■ **ЦИТИРУЕМЫЙ ТЕКСТ**:
-*-*-
Всё глубже погружаясь в процесс вивисекции, сопровождающийся появлением нот низости (ниже — понятней), Ницше как будто испытывает всё больше вкуса к ней и к освобождаемой ею энергии распада, трупному яду, возбуждающему, но не добавляющему жизни. Проповедуя и демонстрируя распад, он и сам заметно распадается на отдельные автономные фракции одновременного присутствия в разных точках, разных ракурсах убеждений, как бы на собственном примере показывая реальный ход исторического процесса разъединения и его результат.
Таким образом, личность Ницше образует собой первый демонстрационный прецедент явления героя нашей современности — аватара.

22.
-*-*-
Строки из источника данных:

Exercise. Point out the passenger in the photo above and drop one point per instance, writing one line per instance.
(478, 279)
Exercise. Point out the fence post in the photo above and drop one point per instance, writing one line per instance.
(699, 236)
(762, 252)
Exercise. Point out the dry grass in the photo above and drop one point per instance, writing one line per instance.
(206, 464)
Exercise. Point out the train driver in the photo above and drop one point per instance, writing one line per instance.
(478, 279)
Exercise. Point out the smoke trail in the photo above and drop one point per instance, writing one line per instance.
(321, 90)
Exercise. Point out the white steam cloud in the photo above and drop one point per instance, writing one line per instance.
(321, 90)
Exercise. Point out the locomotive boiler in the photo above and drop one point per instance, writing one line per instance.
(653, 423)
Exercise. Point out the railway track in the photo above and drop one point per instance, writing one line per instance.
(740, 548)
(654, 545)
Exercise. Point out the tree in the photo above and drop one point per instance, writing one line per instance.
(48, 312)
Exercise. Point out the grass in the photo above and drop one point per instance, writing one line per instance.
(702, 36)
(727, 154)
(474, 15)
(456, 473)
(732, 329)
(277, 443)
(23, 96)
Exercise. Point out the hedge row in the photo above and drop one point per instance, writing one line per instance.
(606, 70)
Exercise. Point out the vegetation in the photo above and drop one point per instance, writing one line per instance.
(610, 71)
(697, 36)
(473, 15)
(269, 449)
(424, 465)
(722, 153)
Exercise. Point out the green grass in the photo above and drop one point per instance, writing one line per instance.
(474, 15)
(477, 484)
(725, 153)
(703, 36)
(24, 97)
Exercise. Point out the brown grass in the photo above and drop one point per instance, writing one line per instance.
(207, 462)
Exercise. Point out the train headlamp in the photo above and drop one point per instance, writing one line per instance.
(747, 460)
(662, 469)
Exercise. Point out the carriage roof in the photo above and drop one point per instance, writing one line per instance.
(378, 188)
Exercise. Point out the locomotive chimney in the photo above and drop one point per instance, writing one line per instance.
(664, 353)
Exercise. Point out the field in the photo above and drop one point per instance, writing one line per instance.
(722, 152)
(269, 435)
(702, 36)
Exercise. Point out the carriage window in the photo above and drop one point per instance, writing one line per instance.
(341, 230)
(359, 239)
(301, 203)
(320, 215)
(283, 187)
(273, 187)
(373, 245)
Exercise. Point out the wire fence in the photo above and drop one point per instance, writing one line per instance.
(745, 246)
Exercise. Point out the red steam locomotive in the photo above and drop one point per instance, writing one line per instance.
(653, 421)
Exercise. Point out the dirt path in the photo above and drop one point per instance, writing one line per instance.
-*-*-
■ **ЧТО НУЖНО СДЕЛАТЬ**: Продолжите рассуждение о Ницше как первом прецеденте аватара, начав с раздела 22.

■ **РЕЗУЛЬТАТ ЗАДАНИЯ**:
Желание, тем более намерение расправиться с Богом — "разоблачить", обвинить, заклеймить — может возникнуть лишь у того, кто не понимает, что же такое Бог. Несостоятельность человека, то есть выражение его несовершенства — в нём самом, причём в каждом заново конкретно, а вовсе не в условиях, общественных или персональных. Бог — не внешняя сила, понуждающая к тому или иному. Убивая своего Бога, человек убивает свой шанс на выход из несостоятельности, убивает себя и только себя, в том числе физически. Бога от этого меньше не становится. Желать отсутствия Бога, желать освободить человека от Его присутствия — значит желать освободиться от присутствия человека в человеке. Если же человек отказывает себе в том, чтобы быть человеком, для него исчезает всякий смысл и оправдание занимать человеческое место в жизни. А поскольку "определённых пород животных" хватает и без него, то не остаётся причин и вовсе занимать место в жизни — даже место животного.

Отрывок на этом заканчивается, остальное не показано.